__What you are asked to do__: In this exercise, reproduce the whole listing exactly.
--------
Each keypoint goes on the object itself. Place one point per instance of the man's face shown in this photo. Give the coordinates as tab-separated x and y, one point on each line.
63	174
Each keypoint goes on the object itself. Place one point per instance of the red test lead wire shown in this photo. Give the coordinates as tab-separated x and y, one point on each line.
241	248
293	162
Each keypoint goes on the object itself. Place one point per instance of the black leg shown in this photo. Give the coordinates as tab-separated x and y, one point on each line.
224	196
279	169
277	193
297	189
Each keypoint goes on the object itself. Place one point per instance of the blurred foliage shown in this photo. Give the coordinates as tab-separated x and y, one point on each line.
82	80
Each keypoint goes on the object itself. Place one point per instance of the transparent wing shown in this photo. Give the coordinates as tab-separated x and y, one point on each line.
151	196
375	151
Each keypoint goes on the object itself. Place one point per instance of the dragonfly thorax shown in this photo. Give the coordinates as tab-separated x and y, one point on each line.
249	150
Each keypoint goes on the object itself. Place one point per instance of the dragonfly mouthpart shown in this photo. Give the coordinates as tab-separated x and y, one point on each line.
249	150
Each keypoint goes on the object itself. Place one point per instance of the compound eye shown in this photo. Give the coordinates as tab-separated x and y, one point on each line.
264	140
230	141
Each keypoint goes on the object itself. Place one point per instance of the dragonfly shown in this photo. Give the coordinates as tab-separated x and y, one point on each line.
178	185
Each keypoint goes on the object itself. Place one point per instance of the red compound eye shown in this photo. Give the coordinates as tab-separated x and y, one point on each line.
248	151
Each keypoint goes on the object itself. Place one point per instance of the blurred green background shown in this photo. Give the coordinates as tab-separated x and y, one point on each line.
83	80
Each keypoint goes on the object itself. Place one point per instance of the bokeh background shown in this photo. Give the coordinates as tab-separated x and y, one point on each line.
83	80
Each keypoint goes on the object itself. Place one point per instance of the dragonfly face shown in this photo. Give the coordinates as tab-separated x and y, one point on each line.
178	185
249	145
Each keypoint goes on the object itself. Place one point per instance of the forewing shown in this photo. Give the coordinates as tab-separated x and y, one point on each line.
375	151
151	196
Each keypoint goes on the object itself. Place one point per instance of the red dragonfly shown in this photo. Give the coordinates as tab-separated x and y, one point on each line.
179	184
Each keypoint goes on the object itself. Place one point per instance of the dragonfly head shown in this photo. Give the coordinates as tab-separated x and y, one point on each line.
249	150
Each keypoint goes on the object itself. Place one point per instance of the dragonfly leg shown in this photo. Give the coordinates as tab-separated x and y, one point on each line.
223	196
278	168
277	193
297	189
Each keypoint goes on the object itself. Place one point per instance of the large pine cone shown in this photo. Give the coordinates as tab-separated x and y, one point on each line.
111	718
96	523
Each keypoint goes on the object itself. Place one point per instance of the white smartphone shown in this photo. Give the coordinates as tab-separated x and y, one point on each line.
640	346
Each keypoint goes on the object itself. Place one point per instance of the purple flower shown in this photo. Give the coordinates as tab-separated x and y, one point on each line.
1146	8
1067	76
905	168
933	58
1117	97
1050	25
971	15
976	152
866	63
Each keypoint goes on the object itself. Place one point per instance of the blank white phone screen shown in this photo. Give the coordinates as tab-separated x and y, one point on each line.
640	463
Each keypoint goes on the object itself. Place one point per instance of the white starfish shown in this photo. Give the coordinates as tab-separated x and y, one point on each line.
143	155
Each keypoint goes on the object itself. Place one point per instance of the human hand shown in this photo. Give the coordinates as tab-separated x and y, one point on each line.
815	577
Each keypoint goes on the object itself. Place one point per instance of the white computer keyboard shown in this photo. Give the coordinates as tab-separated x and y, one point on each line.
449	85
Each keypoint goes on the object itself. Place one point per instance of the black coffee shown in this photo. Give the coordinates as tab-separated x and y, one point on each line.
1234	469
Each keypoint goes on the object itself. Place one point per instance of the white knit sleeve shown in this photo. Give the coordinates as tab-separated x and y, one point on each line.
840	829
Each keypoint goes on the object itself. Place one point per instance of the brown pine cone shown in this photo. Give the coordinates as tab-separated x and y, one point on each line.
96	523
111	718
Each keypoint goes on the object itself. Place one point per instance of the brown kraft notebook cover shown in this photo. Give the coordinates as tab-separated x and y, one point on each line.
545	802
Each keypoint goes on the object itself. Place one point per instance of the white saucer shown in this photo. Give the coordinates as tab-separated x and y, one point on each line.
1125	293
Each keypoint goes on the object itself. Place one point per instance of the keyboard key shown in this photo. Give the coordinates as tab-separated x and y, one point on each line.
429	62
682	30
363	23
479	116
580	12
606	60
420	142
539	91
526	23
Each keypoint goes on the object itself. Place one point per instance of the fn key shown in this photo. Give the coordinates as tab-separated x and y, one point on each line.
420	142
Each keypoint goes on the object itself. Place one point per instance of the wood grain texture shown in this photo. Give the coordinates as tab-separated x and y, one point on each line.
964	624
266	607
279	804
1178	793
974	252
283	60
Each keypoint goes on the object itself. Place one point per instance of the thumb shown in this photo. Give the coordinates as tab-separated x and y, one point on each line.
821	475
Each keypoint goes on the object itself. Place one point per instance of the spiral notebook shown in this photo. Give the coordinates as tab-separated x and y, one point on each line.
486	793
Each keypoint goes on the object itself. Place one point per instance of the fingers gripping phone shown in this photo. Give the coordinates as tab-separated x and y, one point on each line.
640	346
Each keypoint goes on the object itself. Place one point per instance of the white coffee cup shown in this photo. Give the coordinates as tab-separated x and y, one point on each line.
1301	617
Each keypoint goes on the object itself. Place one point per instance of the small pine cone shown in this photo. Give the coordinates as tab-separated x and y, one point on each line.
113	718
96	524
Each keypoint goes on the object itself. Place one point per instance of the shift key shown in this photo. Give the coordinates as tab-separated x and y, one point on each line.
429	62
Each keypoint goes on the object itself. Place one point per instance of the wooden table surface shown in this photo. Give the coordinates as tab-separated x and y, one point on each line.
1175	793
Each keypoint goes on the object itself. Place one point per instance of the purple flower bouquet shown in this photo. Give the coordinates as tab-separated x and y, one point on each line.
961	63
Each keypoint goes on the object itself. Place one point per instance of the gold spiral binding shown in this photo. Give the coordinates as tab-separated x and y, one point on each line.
--------
__Response to this task__:
Each keypoint goes on the object itself. Place one point per instance of the man's face shown in this photo. Give the coordinates as tab-separated x and y, one point on each line.
63	174
Each keypoint goes on the object itself. Place one point per instance of the red test lead wire shown in this photo. Give the coordinates as tab-separated x and y, one point on each line.
241	248
293	162
Each keypoint goes on the object itself. Place one point per instance of the black leg shown in this photo. Give the coordinates as tab-separated x and y, one point on each line.
224	196
279	169
277	193
297	189
Each keypoint goes on the object itself. Place one point per instance of the blurred foliage shown in this photo. Give the coordinates as tab-separated x and y, one point on each line.
82	80
Each keypoint goes on the object itself. Place one point per instance of the transparent wing shown in this photo. Give the coordinates as tab-separated x and y, one point on each line.
151	196
375	151
Each keypoint goes on the object itself. Place one point per instance of the dragonfly thorax shown in this photo. Give the coordinates as tab-separated x and y, one point on each line.
249	150
Each keypoint goes on the object itself. Place one point per instance of the dragonfly mouthpart shown in this photo. Give the coordinates as tab-separated x and y, one point on each line.
249	150
Each keypoint goes on the object itself. Place one point per instance of the compound eye shown in this photo. Give the coordinates as tab-separated x and y, one point on each line.
264	140
230	141
Each keypoint goes on the object itself. Place one point per instance of the dragonfly shown in this photo. Give the coordinates as tab-separated x and y, one point on each line.
178	185
Each keypoint goes on the object itself. Place one point per instance of the red compound eye shown in this photo. Give the coordinates as tab-separated x and y, one point on each line.
248	151
Each keypoint goes on the object itself. Place one point per instance of the blurred green background shown in this photo. Give the coordinates as tab-separated x and y, one point on each line.
83	80
Each keypoint goes on the object itself. Place one point per instance of the bokeh background shown in this photo. Give the coordinates as tab-separated x and y, one point on each line.
83	80
Each keypoint goes on the object itself. Place one point per instance of the dragonfly face shown in this photo. Give the coordinates as tab-separated x and y, one point on each line.
178	185
249	145
Each keypoint goes on the object itself. Place one point per instance of the forewing shown in this photo. Give the coordinates as tab-separated x and y, one point on each line.
375	151
151	196
Each keypoint goes on the object itself. Place one point per instance of the red dragonfly shown in this photo. Give the coordinates as tab-separated x and y, one point on each line.
179	184
Each keypoint goes on the object itself. Place one point per instance of the dragonfly head shown in this photo. Give the coordinates as tab-separated x and y, one point on each line.
249	150
Each keypoint goes on the object itself. Place one point per instance of the dragonfly leg shown in this photo. Give the coordinates as tab-separated x and y, one point on each line.
223	196
278	168
277	193
297	189
Each keypoint goes on the object itself. Place one point per instance of the large pine cone shown in this photo. Give the coordinates as tab-separated x and y, one point on each line.
111	718
96	523
Each keypoint goes on the object itself. Place one point per instance of the white smartphone shown in this photo. Give the coordinates as tab-separated x and y, one point on each line.
640	346
Each keypoint goes on the object itself. Place one point per instance of the purple flower shown in this photo. Give the coordinates as tab-separated x and y, one point on each line.
1146	8
1067	76
905	168
933	58
1117	97
1050	25
971	15
976	152
866	63
Each keypoint goes on the object itself. Place one point per instance of the blank white phone screen shown in this photo. Give the coordinates as tab-separated x and y, one point on each line.
640	463
Each keypoint goes on the object itself. Place one point per instance of the white starfish shown in this photo. Give the coordinates as tab-separated x and y, one point on each line.
143	155
Each keypoint goes on the object itself. Place one point per instance of the human hand shown in this photo. Give the coordinates as tab-separated x and y, one point on each line.
815	577
Each keypoint goes on the object itself. Place one point per instance of the white computer keyboard shown in this photo. Give the coordinates as tab-separated x and y, one point on each line.
449	85
Each keypoint goes on the object itself. Place one point per instance of the black coffee shown in this photo. Give the coordinates as tab-separated x and y, one point on each line.
1234	469
Each keypoint goes on the object itself. Place one point per instance of the white knit sleeve shown in this photo. Give the coordinates as tab-separated x and y, one point on each line.
840	829
Each keypoint goes on the object itself. Place one point per instance of the brown pine cone shown in this photo. Give the coordinates as tab-separated x and y, one point on each line.
96	523
111	718
Each keypoint goes on the object itself. Place one point per instance of the brown kraft notebook cover shown in this photo. Give the coordinates as tab-separated x and y, one point on each line.
545	802
Each keypoint goes on the object itself. Place one point per instance of the white saucer shown in this photo. Give the coordinates as tab-separated x and y, one point on each line.
1125	293
Each keypoint goes on the object itself. Place one point per instance of the keyboard key shown in this photo. Give the coordinates as tab-separated x and y, one point on each line.
429	62
682	30
363	23
479	116
580	12
606	60
420	142
539	91
526	23
Each keypoint goes on the object itself. Place one point per instance of the fn key shown in this photo. Give the coordinates as tab-separated x and y, one point on each line.
420	142
Each keypoint goes on the object itself. Place one point per instance of the wood grain texture shown in this photo. Give the coordinates as tab-separated x and y, one point on each line.
964	624
266	607
279	804
1178	793
974	252
283	60
Each keypoint goes on the object itself. Place one point per instance of the thumb shown in this photo. Give the coordinates as tab-separated x and y, one point on each line.
821	475
Each keypoint goes on the object itself. Place one point per instance of the spiral notebook shown in this photo. Give the coordinates as tab-separated x and y, one point on each line.
486	793
Each keypoint goes on the object itself. Place one point per instance of the fingers gripping phone shown in this photo. Give the coordinates as tab-separated x and y, one point on each line.
640	346
Each keypoint goes on the object itself. Place one point per instance of the white coffee cup shown in this photo. Give the coordinates as tab-separated x and y, one point on each line.
1301	617
Each keypoint goes on the object itself. Place one point per instance of the small pine cone shown in this photo. Give the coordinates as tab-separated x and y, one point on each line.
113	718
96	524
Each keypoint goes on the object itself. Place one point per instance of the shift key shown in this photo. Give the coordinates as tab-separated x and y, one point on each line.
429	62
Each keypoint goes on the object itself. Place one point per instance of the wooden table surface shown in this photo. Give the coordinates as tab-separated x and y, one point on each line.
1175	793
Each keypoint goes on the object itself. Place one point per instance of the purple flower bouquet shown in this photo. Give the coordinates as tab-separated x and y, one point on each line.
961	63
Each keypoint goes on the object itself. Place one point per instance of the gold spiral binding shown in this photo. Give the coordinates as tab-separated x and y, one point on each line.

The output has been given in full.